Given exercise. All of the material below is to be returned exactly.

[Named object pointing entries]
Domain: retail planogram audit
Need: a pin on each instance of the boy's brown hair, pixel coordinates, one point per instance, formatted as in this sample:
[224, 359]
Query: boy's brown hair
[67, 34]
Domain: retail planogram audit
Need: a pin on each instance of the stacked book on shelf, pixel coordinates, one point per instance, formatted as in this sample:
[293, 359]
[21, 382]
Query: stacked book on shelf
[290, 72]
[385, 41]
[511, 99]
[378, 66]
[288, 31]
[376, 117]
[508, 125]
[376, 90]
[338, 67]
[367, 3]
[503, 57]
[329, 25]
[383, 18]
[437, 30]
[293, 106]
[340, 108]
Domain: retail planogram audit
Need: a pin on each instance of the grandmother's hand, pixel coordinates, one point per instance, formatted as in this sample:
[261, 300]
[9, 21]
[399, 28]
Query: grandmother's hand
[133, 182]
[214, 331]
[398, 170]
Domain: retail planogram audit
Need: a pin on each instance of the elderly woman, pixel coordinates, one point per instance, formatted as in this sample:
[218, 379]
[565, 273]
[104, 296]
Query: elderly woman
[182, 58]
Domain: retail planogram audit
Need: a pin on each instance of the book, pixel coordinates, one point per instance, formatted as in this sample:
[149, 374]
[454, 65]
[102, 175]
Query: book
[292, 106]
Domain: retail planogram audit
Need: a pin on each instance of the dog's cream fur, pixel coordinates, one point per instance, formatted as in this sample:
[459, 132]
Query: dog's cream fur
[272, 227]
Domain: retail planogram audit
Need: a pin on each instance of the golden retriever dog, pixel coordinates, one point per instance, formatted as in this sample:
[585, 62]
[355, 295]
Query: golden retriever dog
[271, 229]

Reply to the exercise.
Domain: retail planogram audit
Need: a pin on each instance of the boy's brown hair, pixel coordinates, one point per instance, formatted as in this sample:
[224, 359]
Query: boy's brown hair
[67, 34]
Domain: retail planogram audit
Need: a pin on each instance of the stacked book on shelf, pixel coordinates, one point per instance, formatted as in this sample:
[293, 359]
[21, 382]
Query: stacked book on shelf
[290, 72]
[385, 41]
[511, 99]
[378, 66]
[288, 31]
[376, 117]
[508, 125]
[376, 90]
[338, 67]
[367, 3]
[503, 57]
[329, 25]
[383, 18]
[437, 30]
[293, 106]
[340, 108]
Domain: retail planogram audit
Need: a pin on each instance of the grandmother's hand, pixel coordinates, one point per instance, formatted as in this sample:
[261, 300]
[9, 21]
[399, 28]
Query: grandmother's hand
[133, 182]
[214, 331]
[398, 170]
Domain: retail planogram audit
Need: a pin on each instance of the elderly woman, pixel coordinates, one point per instance, formatted as in this sample:
[218, 379]
[565, 273]
[104, 296]
Query: elderly woman
[182, 58]
Domain: retail planogram audit
Need: a pin on each instance of the book, pixel coordinates, one point per instance, formatted as in this sample:
[149, 374]
[454, 65]
[102, 175]
Query: book
[292, 106]
Domain: retail planogram audit
Need: a pin on each instance of the dog's cream fur, pixel coordinates, one point per instance, formatted as in this sample:
[459, 132]
Query: dog's cream fur
[272, 227]
Domain: retail planogram audit
Need: a pin on each instance of the golden retriever dog, pixel coordinates, one point per instance, formatted as in this sample:
[585, 62]
[355, 295]
Query: golden retriever dog
[271, 229]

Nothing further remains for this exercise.